- WORK INSTRUCTIONS
Render every one of the records below as a numbered list, leaving out any blank lines. Omit the pictures from the answer.

Extracted records
_ _ _ _
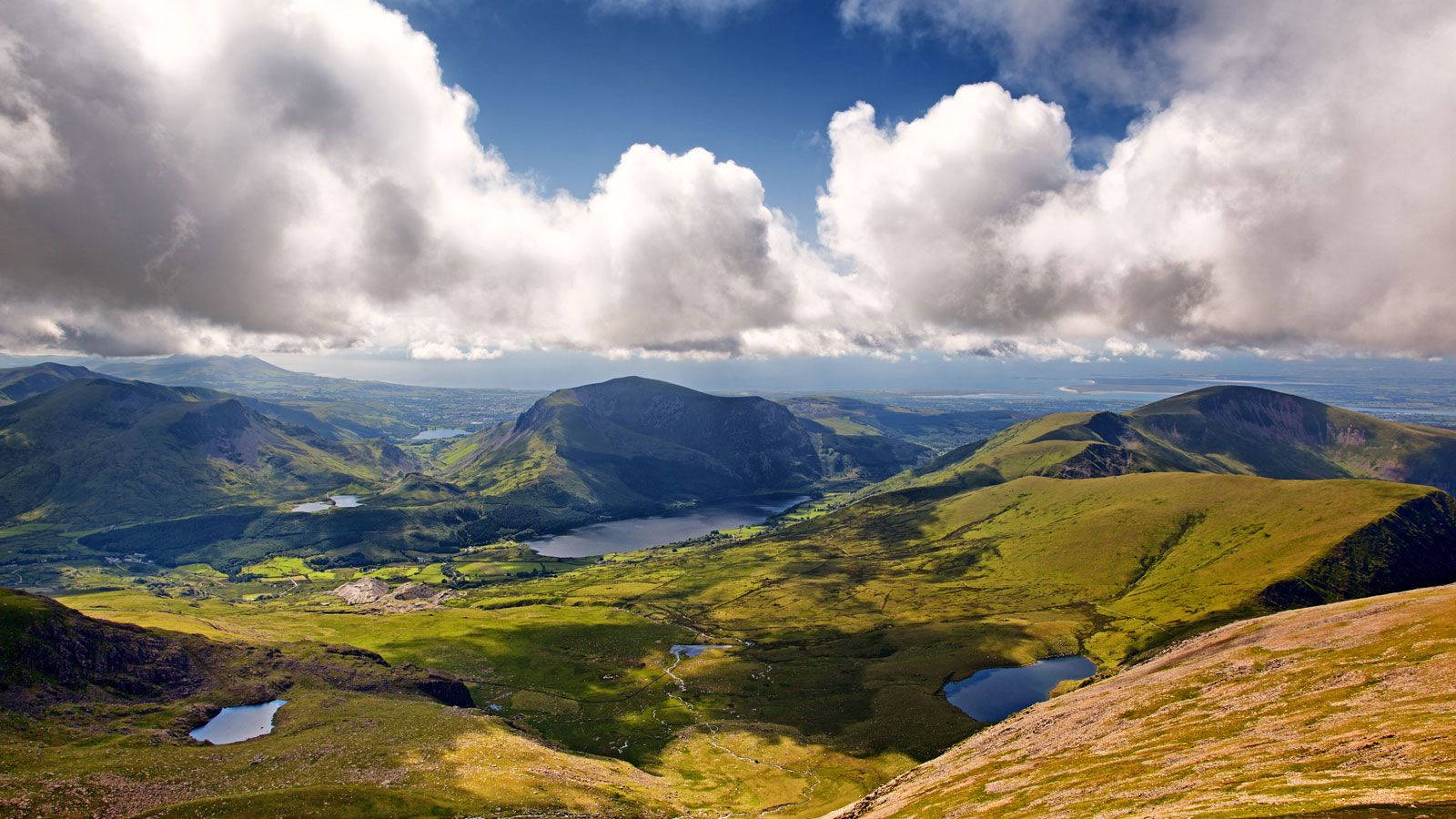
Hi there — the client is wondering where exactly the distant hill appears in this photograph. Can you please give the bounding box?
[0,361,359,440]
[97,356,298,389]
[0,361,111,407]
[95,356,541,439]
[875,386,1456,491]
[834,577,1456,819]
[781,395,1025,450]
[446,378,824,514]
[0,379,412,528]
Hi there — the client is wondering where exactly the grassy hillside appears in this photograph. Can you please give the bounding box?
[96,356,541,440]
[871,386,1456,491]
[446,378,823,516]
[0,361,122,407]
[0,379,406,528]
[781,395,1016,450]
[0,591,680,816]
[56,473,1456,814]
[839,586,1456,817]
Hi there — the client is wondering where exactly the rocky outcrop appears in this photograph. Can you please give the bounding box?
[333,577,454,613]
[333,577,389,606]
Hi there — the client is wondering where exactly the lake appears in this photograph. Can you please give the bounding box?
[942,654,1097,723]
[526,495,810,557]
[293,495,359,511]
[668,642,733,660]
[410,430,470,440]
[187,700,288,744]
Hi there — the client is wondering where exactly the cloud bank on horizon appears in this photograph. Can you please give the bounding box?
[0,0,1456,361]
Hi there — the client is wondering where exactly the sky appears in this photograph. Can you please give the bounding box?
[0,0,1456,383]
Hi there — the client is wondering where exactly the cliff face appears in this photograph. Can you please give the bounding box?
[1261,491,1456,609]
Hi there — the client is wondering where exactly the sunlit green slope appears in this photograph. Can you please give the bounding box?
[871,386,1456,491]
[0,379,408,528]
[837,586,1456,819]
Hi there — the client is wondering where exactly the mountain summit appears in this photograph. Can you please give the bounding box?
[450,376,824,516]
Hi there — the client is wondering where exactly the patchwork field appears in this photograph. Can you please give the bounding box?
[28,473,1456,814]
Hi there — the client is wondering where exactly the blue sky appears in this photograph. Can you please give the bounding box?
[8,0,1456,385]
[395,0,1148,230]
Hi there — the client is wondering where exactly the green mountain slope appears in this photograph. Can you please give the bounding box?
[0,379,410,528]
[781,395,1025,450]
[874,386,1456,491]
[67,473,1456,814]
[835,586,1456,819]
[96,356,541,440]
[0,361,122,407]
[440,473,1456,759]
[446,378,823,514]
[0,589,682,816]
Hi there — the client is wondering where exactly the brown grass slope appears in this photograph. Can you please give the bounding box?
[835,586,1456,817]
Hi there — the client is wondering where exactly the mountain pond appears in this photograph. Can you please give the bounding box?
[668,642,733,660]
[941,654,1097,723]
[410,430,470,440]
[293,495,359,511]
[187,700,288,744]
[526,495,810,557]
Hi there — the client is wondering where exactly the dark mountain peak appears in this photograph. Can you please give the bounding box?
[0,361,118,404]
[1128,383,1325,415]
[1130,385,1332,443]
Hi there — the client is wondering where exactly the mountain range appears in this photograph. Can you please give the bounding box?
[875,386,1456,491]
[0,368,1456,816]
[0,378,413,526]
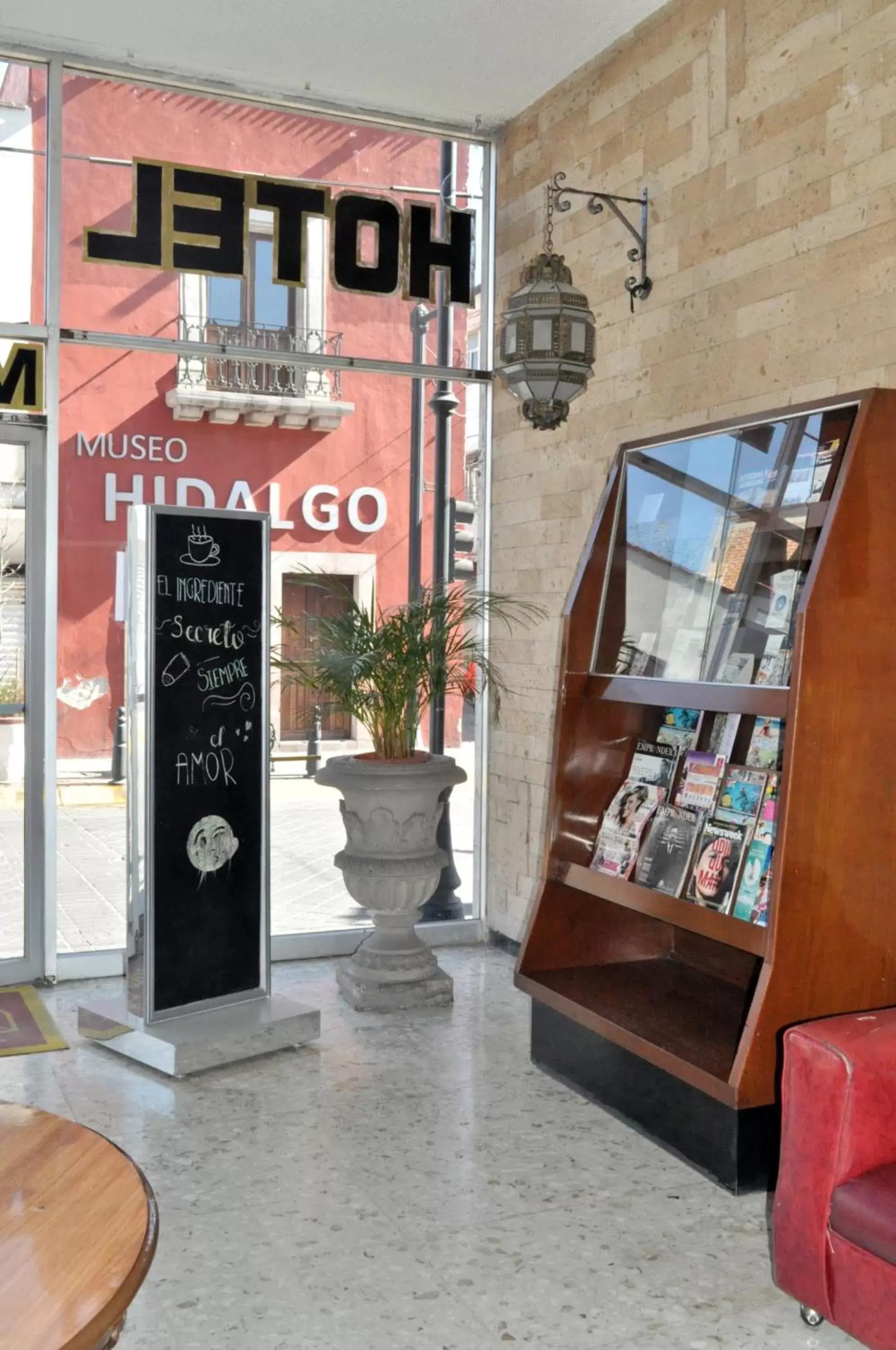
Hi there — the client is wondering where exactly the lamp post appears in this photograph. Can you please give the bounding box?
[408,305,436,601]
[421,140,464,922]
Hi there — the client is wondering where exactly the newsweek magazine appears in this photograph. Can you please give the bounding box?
_ _ _ _
- OUTPUT OF THE TASK
1. Hi there — the client is wondering where exactly the distant hill appears in this photograph. Can you please give the bounding box?
2. [0,361,359,440]
3. [97,356,298,389]
4. [0,361,111,407]
5. [95,356,541,439]
6. [875,386,1456,491]
7. [834,577,1456,819]
8. [781,395,1025,450]
9. [446,378,824,514]
10. [0,379,412,528]
11. Hi there — the client is wondering where exactly the grassy hillside appears in this photograph. Can you please give the bounding box?
12. [96,356,541,440]
13. [871,386,1456,491]
14. [446,378,823,516]
15. [0,361,122,407]
16. [0,379,406,528]
17. [781,395,1016,450]
18. [0,591,680,816]
19. [56,473,1456,814]
20. [839,586,1456,817]
21. Hi there — the client is wondering where exactly the rocky outcrop appears in this photograph. Can you please give the bounding box?
22. [333,577,454,613]
23. [333,577,389,606]
24. Hi there — the client is wondering where exactly the lake appears in this photograph. Can you please give the bounding box?
25. [942,654,1097,723]
26. [526,495,810,557]
27. [293,495,359,511]
28. [668,642,733,660]
29. [410,430,470,440]
30. [187,700,288,744]
31. Hi there — the client is wondering where exactly the cloud bank on horizon appears in this photograph. Can you please give the bounding box?
32. [0,0,1456,361]
33. Hi there — the client is wondering where exactly the sky appears in this photograph. Can you please give the bounding box?
34. [0,0,1456,383]
35. Hi there — the client is wondering where exactly the cliff face appears in this photograph. Can you please give the bounding box?
36. [1261,491,1456,609]
37. Hi there — the client is wondering where exactly the sunlit green slope appears in this photograph. Can you please give the bounding box?
38. [871,386,1456,491]
39. [0,379,408,528]
40. [837,586,1456,819]
41. Hi there — the client is wondering where exactly the mountain summit appears in this photograph. Can you please give the bounding box?
42. [450,376,824,516]
43. Hi there — the client is wondering where exactly the patchwork field appears in this photograph. Can you please give the bounding box?
44. [28,473,1456,814]
45. Hi there — the client is wondering where exactly the blue sky appears in this photograph. Can you please give the bounding box?
46. [8,0,1456,385]
47. [395,0,1148,230]
48. Hi there — the client is wondering where exactly the green mountain slope appears in this photograph. Can you please give the bounding box?
49. [0,379,410,528]
50. [781,395,1025,450]
51. [874,386,1456,491]
52. [67,473,1456,814]
53. [835,586,1456,819]
54. [96,356,541,440]
55. [0,361,122,407]
56. [440,473,1456,759]
57. [446,378,823,514]
58. [0,589,682,816]
59. Hi there — the client is wondering where exactly the brown grass slope appears in this photograph. Can you please give the bounding box?
60. [835,586,1456,817]
61. Hi there — the client is wondering where exactly the mountain pond appears in this photograph. Can you please give the bounding box?
62. [668,642,733,660]
63. [941,654,1097,723]
64. [410,430,470,440]
65. [293,495,359,511]
66. [187,700,288,744]
67. [526,495,810,557]
68. Hi there — the client is wondering where exactly the dark mountain peak appears in this photograph. Can you please give the bounding box?
69. [0,361,118,404]
70. [1128,383,1325,415]
71. [1130,385,1332,443]
72. Hi there — the client is wondering where exactly the mountain range appears in this photograph. Can you please give the bounding box?
73. [875,386,1456,491]
74. [0,368,1456,816]
75. [0,378,413,526]
76. Hi there — the client is wondering where exactly the lamp post appears in this photograph. Can you please give the bounding box?
77. [408,305,436,601]
78. [421,140,464,922]
79. Hi there — the client is wondering where exactly the newsweek magazine appears in this photograph. Can you please give the bounding box?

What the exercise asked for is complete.